** Opening Provided records block **
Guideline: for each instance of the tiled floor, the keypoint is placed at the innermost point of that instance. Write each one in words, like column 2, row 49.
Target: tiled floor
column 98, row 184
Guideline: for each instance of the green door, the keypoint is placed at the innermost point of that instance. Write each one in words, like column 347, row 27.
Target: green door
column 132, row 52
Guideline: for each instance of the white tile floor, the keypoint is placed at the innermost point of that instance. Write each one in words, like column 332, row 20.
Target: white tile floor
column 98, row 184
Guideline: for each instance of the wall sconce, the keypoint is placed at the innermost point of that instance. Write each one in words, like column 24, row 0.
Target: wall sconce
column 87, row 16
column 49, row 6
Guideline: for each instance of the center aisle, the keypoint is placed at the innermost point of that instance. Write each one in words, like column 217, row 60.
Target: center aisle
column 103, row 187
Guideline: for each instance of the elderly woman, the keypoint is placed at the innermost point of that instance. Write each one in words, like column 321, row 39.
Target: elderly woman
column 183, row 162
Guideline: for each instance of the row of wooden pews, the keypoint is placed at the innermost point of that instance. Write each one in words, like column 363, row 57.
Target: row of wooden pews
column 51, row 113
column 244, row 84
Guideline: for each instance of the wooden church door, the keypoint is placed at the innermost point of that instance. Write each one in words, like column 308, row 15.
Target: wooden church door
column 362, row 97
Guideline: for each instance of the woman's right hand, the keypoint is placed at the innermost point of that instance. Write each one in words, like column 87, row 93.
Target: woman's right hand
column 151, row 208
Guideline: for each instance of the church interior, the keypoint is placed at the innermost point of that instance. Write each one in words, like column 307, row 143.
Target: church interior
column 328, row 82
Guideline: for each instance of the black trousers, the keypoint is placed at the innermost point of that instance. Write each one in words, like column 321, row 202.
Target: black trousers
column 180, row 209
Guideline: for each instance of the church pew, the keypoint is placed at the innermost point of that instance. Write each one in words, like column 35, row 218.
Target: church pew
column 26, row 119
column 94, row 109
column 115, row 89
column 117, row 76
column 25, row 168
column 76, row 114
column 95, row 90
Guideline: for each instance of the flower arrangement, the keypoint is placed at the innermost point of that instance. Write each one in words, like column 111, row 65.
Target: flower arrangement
** Closing Provided records block **
▸ Task to carry out
Set down each entry exactly, leaving none out.

▸ Written response
Guideline: for each instance of the tiled floor, the keypoint is placed at the innermost point of that instance. Write each one in words, like column 2, row 49.
Target: tiled floor
column 98, row 184
Guideline: for each instance of the green door, the keypoint is placed at the innermost point of that instance. Write each one in words, like column 347, row 27.
Target: green door
column 132, row 52
Guideline: for each instance of the white tile floor, the keypoint is placed at the innermost point of that instance. Write each one in words, like column 332, row 20.
Target: white tile floor
column 98, row 184
Guideline: for each instance of the wall sconce, the keypoint is placed at the innermost point of that instance. Write each one in words, like column 24, row 0.
Target: wall sconce
column 87, row 16
column 49, row 6
Guideline: for each instance of the center aisle, the keypoint is placed at the innermost point of that instance. Write each one in words, like column 217, row 60.
Target: center aisle
column 103, row 187
Guideline: for each instance of the elderly woman, the keypoint is placed at the innermost point of that instance. Write each one in words, like column 321, row 39.
Target: elderly woman
column 183, row 162
Guideline: for each instance of the row of wooden pews, the keypoint is placed at the innermost point of that instance. Write each one in words, like column 363, row 57.
Target: row of wooden pews
column 51, row 113
column 244, row 84
Guideline: for each instance of the wooden church door, the keypoint is placed at the innermost point of that instance. Write each one in words, like column 308, row 15.
Target: wooden church door
column 362, row 97
Guideline: for each instance of the woman's right hand, the keypoint is placed at the innermost point of that instance. Write each one in words, like column 87, row 93.
Target: woman's right hand
column 151, row 208
Guideline: for each instance of the church interior, the keypoint is placed at the innermost point of that instance. Write each one in words, like column 307, row 143.
Target: church interior
column 328, row 82
Guideline: for each instance of the black trousers, the keypoint is placed at the innermost point of that instance. Write each one in words, like column 321, row 202.
Target: black trousers
column 180, row 209
Guideline: for each instance of the church pew, the keypoint is placed at the innermost point of that instance. Write each one in words, like column 35, row 218.
Target: church pew
column 26, row 119
column 94, row 109
column 115, row 89
column 117, row 76
column 25, row 168
column 76, row 114
column 95, row 90
Guideline: for each instance of the flower arrangement, the keypoint is placed at the innermost point of that instance. Write each one in words, like column 111, row 65.
Target: flower arrangement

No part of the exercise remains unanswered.